Work item
Return exactly the span that opens with the line containing "Then point out every instance of the curb" and closes with the final line of the records, both included.

Dataset items
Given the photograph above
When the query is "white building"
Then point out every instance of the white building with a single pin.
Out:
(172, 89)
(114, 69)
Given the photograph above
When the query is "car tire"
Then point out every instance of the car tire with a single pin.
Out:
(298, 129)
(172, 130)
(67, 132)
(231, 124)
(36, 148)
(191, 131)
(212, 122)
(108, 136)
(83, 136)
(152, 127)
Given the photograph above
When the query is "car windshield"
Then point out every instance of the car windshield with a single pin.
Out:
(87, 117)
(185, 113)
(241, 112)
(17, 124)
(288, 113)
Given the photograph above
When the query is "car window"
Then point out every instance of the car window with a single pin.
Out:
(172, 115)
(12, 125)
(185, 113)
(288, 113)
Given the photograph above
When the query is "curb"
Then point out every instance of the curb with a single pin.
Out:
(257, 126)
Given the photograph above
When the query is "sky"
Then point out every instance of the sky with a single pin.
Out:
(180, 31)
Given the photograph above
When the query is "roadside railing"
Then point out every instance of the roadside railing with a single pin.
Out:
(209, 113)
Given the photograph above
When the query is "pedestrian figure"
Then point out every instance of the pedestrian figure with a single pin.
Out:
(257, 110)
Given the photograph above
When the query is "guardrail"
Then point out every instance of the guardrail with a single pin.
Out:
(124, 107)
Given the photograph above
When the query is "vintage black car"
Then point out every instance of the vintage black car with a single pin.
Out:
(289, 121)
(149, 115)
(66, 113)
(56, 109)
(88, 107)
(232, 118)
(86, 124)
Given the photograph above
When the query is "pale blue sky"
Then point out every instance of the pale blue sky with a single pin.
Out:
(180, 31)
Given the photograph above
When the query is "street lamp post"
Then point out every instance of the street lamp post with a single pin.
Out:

Output below
Then point out every instance of the curb with a single pin.
Out:
(257, 126)
Given the photograph above
When the query is "sky"
Then point out every instance of the sky with a single pin.
Out:
(180, 31)
Given the photograph above
When the query is "roadside railing"
Then point out every instance of the roadside railing with a single pin.
Out:
(209, 113)
Given the photograph above
When the query is "pedestrian figure"
Then point out every instance of the pedestrian figure with a single pin.
Out:
(257, 110)
Given the photograph above
When the query is "guardrail"
Then point out every instance of the guardrail with a single pin.
Out:
(124, 107)
Given the photograph above
When the query is "vintage black car"
Then point out every instance of the vintage black car with a single pin.
Out:
(289, 121)
(149, 115)
(66, 113)
(56, 109)
(88, 107)
(232, 118)
(86, 124)
Given the photograph above
When the query is "pale blue sky"
Then point out every instance of the pale blue sky with a single pin.
Out:
(180, 31)
Given the photograph above
When the query is "street lamp post"
Then point out every instance of the street lamp post with a single pin.
Out:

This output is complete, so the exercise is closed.